> **GIVEN PROBLEM**: Update the listing below by changing every "innermost" to "most central", and leave everything else untouched.

> **EXERCISE MATERIALS**:

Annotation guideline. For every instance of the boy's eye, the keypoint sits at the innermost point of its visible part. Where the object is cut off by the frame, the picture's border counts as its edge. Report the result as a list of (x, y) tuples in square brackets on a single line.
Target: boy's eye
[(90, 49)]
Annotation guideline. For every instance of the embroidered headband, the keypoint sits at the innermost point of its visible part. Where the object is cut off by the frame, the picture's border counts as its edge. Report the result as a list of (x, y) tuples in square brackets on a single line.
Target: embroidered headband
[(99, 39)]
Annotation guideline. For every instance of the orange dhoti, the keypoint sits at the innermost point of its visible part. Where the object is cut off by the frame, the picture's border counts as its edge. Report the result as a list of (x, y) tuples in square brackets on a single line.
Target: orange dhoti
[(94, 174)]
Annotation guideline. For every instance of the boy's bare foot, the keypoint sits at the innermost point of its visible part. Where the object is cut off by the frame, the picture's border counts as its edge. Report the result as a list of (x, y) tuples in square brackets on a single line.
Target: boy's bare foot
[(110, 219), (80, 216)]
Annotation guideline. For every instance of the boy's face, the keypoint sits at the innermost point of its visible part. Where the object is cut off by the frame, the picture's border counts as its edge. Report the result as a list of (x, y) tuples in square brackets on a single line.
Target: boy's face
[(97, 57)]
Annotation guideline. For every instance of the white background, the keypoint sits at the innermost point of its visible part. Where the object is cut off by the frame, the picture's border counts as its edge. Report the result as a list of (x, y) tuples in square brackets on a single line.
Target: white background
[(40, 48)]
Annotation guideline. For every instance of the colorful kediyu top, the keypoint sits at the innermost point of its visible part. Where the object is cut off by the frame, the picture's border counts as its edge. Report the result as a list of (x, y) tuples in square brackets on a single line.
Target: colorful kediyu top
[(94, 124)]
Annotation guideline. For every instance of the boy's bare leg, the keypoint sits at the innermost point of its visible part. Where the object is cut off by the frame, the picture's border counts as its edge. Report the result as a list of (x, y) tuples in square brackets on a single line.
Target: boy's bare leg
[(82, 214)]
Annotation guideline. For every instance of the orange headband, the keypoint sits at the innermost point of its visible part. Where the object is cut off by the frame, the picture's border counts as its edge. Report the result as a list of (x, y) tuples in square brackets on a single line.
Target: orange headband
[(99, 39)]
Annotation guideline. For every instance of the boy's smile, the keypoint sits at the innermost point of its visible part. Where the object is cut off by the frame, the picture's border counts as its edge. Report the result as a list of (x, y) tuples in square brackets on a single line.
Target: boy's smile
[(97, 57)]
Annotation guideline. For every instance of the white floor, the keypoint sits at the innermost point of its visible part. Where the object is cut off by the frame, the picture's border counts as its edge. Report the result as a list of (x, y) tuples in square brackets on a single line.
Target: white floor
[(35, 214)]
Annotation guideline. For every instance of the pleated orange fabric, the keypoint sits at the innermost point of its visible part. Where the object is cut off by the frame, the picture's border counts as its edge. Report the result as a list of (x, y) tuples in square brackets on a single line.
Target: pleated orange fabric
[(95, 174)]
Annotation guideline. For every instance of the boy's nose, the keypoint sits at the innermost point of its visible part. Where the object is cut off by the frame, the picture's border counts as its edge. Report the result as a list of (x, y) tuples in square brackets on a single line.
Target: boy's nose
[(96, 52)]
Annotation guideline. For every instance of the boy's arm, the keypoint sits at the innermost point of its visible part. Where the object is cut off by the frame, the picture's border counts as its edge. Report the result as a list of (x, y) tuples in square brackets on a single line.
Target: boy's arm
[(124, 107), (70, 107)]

> **FINISHED EXERCISE**:
Annotation guideline. For every instance of the boy's eye, the keypoint sits at the most central point of its visible part. Where the object is cut off by the frame, the picture's border counts as its edge. Report the result as a list of (x, y) tuples in square brackets on a single line.
Target: boy's eye
[(90, 49)]
Annotation guideline. For every instance of the embroidered headband, the keypoint sits at the most central point of its visible part. Where the object is cut off by the frame, the picture's border counts as its edge. Report the result as a list of (x, y) tuples in square brackets on a single line.
Target: embroidered headband
[(99, 39)]
Annotation guideline. For every instance of the orange dhoti, the keypoint sits at the most central point of its visible part. Where the object is cut off by the frame, the picture's border counts as its edge. Report the result as a list of (x, y) tuples in square brackets on a single line.
Target: orange dhoti
[(94, 174)]
Annotation guideline. For every instance of the boy's bare foot, the keypoint sits at the most central point of its visible part. Where the object is cut off by the frame, the picture's border counts as its edge. Report the result as a list of (x, y) tuples in square brackets on a single line.
Target: boy's bare foot
[(110, 219), (80, 216)]
Annotation guideline. For every instance of the boy's face, the keypoint sits at the most central point of its visible part. Where the object is cut off by the frame, the picture's border counts as its edge. Report the result as a list of (x, y) tuples in square brackets on a single line.
Target: boy's face
[(97, 57)]
Annotation guideline. For every instance of the white background, the keypoint sits at the most central point of its visible part. Where the object is cut off by the frame, the picture's border counts as its edge. Report the result as a list of (x, y) tuples in square brackets on a single line.
Target: white background
[(40, 48)]
Annotation guideline. For every instance of the colorful kediyu top, the keypoint sits at the most central point of its visible part. Where the object is cut off by the frame, the picture's border counts as its edge. Report the result as a list of (x, y) tuples in square brackets on a single line.
Target: colorful kediyu top
[(94, 124)]
Annotation guideline. For every instance of the boy's bare leg, the keypoint sits at the most central point of its visible part. Where the object is cut off by the frame, the picture's border counts as its edge. Report the result as a list of (x, y) tuples in square brackets on a single line.
Target: boy's bare leg
[(82, 214)]
Annotation guideline. For every instance of the orange headband, the keypoint sits at the most central point of its visible part. Where the object is cut off by the frame, the picture's border counts as its edge. Report the result as a list of (x, y) tuples in square brackets on a single line.
Target: orange headband
[(99, 39)]
Annotation guideline. For every instance of the boy's smile, the keypoint sits at the most central point of its visible part. Where the object is cut off by the frame, the picture's border counts as its edge. Report the result as a list of (x, y) tuples in square brackets on a single line.
Target: boy's smile
[(97, 57)]
Annotation guideline. For every instance of the white floor, the keypoint sits at the most central point of its visible part. Where the object is cut off by the frame, the picture's border counts as its edge. Report the result as a list of (x, y) tuples in square brackets on a single line.
Target: white floor
[(35, 214)]
Annotation guideline. For every instance of the pleated orange fabric, the keypoint sits at the most central point of its visible part. Where the object is cut off by the frame, the picture's border counts as its edge. Report the result as a list of (x, y) tuples in square brackets on a single line.
Target: pleated orange fabric
[(95, 174)]
Annotation guideline. For every instance of the boy's nose, the keypoint sits at the most central point of its visible part. Where the object is cut off by the frame, the picture's border counts as its edge. Report the result as a list of (x, y) tuples in square brackets on a single line.
Target: boy's nose
[(96, 52)]
Annotation guideline. For every instance of the boy's arm, the keypoint sits at the most central point of its visible part. Where the object is cut off by the frame, the picture's border counts as its edge. Report the result as a list of (x, y) tuples in square brackets on a single line.
Target: boy's arm
[(124, 107), (70, 107)]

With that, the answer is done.